## Problem description
Continue the article about Bill Manhire's retirement from Victoria University's creative writing institute with a few more paragraphs, starting right after its final sentence.

Tuesday, March 22, 2011

Creative writing's leading light to retire

Bill Manhire says that any of the staff at the institute could replace him as director.


As Victoria University's creative hothouse turns 10, its founder and influential leader prepares to retire. Kimberley Rothwell explores Vic's literary future without the velvet glove of Bill Manhire.

The lyrical quality of a list. The economy of a sentence. The moment in which a story makes you sit up and take notice.

In this room, with a white glare coming in off the harbour and cicadas sizzling in the trees that nudge the building, these things are discussed at length with lined brows and earnestly nodding heads. Ten students, aged 25 to 70, are on day two of their masters' degrees in fiction writing from Victoria University's International Institute of Modern Letters. There are two teachers, a lawyer, a climate-change analyst, a journalist, an architect and the head of a conservation NGO. For the duration of the year, they will meet to show and talk about their work, hungrily devour the works of favourite writers, and pummel their keyboards, writing like people possessed. This is their year to be writers with a capital W.

Today, they've been set an exercise by lecturer Damien Wilkins - write an autobiographical story with at least one lie in the text. Stories of coming out, changing names and obsessive hoarding emerge, read aloud by their authors. And then there's time for critique: "I like the phrase 'small, silent spaces'," says one writer to another, who half blushes at the compliment.

## Listing
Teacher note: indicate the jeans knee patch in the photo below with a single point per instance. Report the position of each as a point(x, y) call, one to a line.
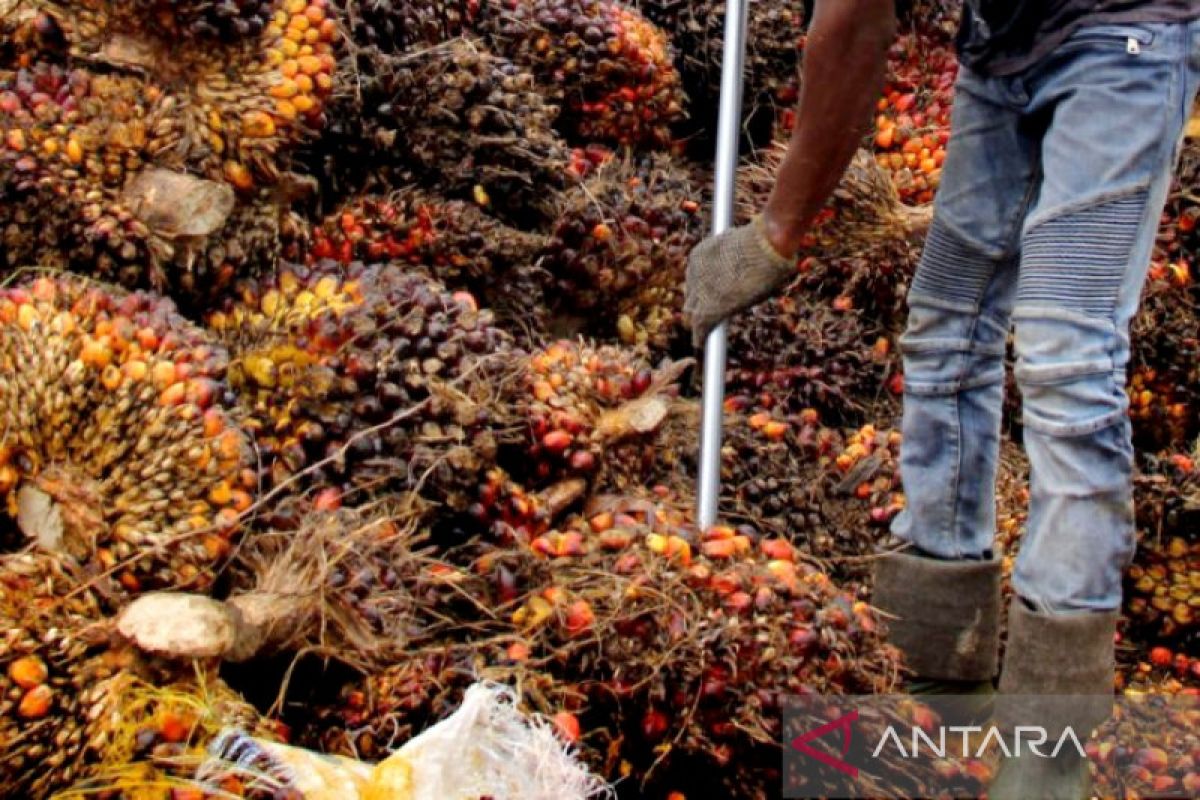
point(951, 269)
point(1078, 260)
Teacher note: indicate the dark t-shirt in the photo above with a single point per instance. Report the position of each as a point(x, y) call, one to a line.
point(1007, 36)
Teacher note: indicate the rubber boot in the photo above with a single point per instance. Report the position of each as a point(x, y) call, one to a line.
point(1057, 673)
point(945, 618)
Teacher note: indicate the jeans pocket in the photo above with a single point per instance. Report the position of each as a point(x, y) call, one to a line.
point(1129, 37)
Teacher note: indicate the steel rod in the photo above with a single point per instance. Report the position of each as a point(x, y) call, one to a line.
point(727, 134)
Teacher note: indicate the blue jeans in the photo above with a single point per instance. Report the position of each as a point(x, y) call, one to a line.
point(1045, 220)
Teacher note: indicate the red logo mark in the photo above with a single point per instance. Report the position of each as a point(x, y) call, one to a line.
point(843, 722)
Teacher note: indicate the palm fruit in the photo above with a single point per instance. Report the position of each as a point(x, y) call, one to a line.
point(460, 120)
point(363, 374)
point(155, 740)
point(802, 354)
point(52, 675)
point(630, 638)
point(1164, 374)
point(580, 400)
point(198, 23)
point(774, 30)
point(912, 126)
point(460, 244)
point(621, 245)
point(119, 446)
point(606, 66)
point(1163, 583)
point(397, 26)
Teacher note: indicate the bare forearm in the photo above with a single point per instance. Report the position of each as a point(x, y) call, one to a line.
point(844, 64)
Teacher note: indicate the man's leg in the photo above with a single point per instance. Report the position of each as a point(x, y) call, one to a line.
point(943, 591)
point(1119, 98)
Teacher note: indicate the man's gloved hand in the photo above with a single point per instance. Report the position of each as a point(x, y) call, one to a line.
point(730, 272)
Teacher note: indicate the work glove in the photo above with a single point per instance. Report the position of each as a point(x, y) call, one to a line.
point(730, 272)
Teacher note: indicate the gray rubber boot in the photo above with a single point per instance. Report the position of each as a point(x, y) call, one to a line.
point(945, 620)
point(1057, 673)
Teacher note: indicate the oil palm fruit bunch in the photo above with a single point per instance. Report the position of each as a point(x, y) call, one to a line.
point(53, 674)
point(606, 66)
point(461, 245)
point(621, 244)
point(460, 120)
point(364, 376)
point(1164, 384)
point(912, 126)
point(579, 400)
point(863, 246)
point(772, 60)
point(625, 624)
point(120, 444)
point(1163, 583)
point(807, 355)
point(195, 22)
point(397, 26)
point(72, 138)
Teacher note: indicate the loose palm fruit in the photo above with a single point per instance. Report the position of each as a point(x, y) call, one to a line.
point(772, 70)
point(118, 435)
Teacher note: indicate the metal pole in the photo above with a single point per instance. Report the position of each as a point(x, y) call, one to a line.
point(727, 136)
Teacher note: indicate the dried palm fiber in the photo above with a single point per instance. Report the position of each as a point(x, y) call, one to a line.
point(577, 400)
point(454, 118)
point(696, 31)
point(397, 26)
point(619, 250)
point(363, 377)
point(803, 354)
point(1164, 373)
point(354, 585)
point(1163, 582)
point(120, 444)
point(605, 65)
point(665, 650)
point(54, 673)
point(865, 242)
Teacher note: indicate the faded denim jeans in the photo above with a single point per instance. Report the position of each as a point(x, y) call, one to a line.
point(1044, 223)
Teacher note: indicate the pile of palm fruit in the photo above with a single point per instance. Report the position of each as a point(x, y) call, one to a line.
point(347, 336)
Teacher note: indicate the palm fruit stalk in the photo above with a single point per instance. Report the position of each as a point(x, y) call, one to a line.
point(1164, 374)
point(621, 245)
point(120, 444)
point(364, 377)
point(399, 26)
point(579, 400)
point(455, 118)
point(53, 674)
point(643, 632)
point(772, 61)
point(606, 66)
point(1163, 583)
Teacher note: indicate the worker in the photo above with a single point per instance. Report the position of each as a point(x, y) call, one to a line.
point(1068, 119)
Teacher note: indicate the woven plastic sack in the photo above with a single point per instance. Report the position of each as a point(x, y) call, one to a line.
point(486, 749)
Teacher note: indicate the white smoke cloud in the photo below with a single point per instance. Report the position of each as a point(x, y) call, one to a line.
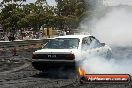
point(114, 28)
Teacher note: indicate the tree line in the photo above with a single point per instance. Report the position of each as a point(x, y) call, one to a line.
point(16, 14)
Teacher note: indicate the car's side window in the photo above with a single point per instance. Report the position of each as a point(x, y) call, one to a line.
point(85, 43)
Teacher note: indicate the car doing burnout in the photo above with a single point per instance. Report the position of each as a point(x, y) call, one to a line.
point(63, 52)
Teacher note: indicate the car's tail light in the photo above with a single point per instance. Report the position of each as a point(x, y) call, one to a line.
point(34, 56)
point(71, 56)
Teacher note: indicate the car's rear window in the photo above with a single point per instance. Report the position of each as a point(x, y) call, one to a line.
point(62, 43)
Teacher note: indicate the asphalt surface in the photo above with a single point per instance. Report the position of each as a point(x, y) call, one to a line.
point(17, 72)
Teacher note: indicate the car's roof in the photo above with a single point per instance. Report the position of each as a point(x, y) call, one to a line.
point(74, 36)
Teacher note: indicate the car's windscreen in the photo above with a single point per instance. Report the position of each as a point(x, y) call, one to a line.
point(62, 43)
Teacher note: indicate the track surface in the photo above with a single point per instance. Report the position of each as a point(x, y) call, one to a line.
point(25, 76)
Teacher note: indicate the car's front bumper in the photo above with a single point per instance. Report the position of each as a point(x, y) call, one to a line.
point(44, 64)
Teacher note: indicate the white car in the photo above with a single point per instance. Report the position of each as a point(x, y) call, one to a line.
point(63, 52)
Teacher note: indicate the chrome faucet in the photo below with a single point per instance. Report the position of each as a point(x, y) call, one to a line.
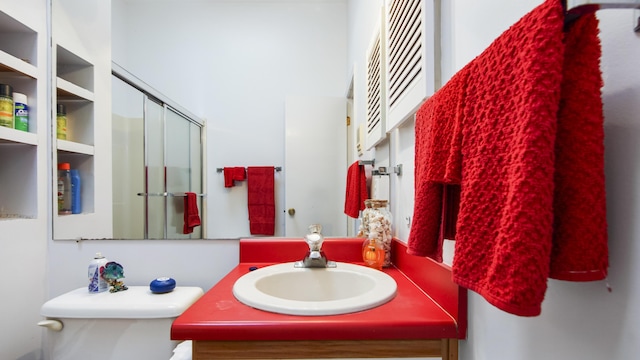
point(315, 258)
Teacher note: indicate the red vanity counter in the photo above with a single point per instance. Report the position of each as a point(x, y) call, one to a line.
point(425, 311)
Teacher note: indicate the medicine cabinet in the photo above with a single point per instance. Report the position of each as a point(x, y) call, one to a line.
point(80, 80)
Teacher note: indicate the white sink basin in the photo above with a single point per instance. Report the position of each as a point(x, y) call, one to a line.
point(284, 289)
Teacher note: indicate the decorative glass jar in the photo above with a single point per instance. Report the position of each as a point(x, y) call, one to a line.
point(375, 227)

## Response to this exercise
While reading, the students shuffle in their seats, play with their hair, click their pens and stumble over words. People are still nervous - "we're not yet lubricated" - says student Kate Simpkins, but in a few weeks they'll know each other's work inside out. As well as becoming Writers, great friendships are formed in this room with the glorious view.

This is the course that celebrated poet Bill Manhire has developed and taught, in various forms, since 1975. There's hardly a Wellington writer who hasn't been influenced in some way by his teaching - Rachael King, Hinemoana Baker, Eleanor Catton, Laurence Fearnley, Carl Shuker, Jo Randerson, Kate Duignan and Susan Pearce all hold an MA in creative writing from Victoria. Elizabeth Knox, Jenny Bornholdt, Barbara Anderson, Anthony McCarten, Emily Perkins, Dinah Hawken, and Alison Wong all completed Manhire's undergraduate original composition course, which ran until 1998.

With connections to the prestigious Iowa Writer's Workshop in the United States, publishing contacts and visiting writers from overseas, doing a course at the institute has helped closet poets and prose writers launch respectable publishing careers. Simpkins, who's been writing for 11 years, already has a bottom drawer full of writing. This year, she wants to make it into print.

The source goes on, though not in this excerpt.